#### Exercise brief:
Rewrite the part of the records that opens with the line containing "Target — sunlit meadow" and runs through the end of the records, changing "pretty-printed" to "indented" and leaving everything else as it is.
• • • •
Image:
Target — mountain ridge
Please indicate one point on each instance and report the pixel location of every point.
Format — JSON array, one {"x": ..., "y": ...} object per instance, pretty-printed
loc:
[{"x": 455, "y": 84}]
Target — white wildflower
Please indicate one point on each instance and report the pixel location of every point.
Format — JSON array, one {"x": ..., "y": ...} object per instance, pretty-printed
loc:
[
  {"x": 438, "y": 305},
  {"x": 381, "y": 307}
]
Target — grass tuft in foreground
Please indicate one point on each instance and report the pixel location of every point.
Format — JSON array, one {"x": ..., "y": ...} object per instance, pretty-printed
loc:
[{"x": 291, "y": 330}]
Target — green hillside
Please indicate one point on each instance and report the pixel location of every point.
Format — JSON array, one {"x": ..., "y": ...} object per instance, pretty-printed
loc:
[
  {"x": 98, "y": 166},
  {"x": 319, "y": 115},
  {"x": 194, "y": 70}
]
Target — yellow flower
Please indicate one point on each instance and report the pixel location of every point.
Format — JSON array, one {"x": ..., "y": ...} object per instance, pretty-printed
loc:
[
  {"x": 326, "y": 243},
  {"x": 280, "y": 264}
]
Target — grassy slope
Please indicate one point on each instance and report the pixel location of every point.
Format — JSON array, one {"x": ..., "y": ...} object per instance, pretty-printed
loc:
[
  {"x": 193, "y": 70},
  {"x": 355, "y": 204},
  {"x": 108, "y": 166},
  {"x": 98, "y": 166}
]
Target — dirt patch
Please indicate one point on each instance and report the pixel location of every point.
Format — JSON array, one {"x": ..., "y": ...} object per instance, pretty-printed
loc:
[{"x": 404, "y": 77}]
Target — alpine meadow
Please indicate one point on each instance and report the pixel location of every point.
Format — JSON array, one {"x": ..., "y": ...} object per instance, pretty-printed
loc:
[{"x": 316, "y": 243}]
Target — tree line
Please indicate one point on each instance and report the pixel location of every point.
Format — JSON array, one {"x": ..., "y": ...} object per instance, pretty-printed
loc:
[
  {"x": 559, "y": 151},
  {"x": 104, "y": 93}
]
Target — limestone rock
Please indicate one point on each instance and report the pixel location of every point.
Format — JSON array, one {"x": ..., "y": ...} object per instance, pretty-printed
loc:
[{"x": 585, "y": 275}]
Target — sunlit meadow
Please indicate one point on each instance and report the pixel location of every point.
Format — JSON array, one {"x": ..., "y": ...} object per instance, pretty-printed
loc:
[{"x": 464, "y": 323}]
• • • •
#### Full solution:
Target — sunlit meadow
Please indicate one point on each instance and report the pixel location of every point.
Format — JSON array, one {"x": ..., "y": ...} object per instance, indented
loc:
[{"x": 464, "y": 323}]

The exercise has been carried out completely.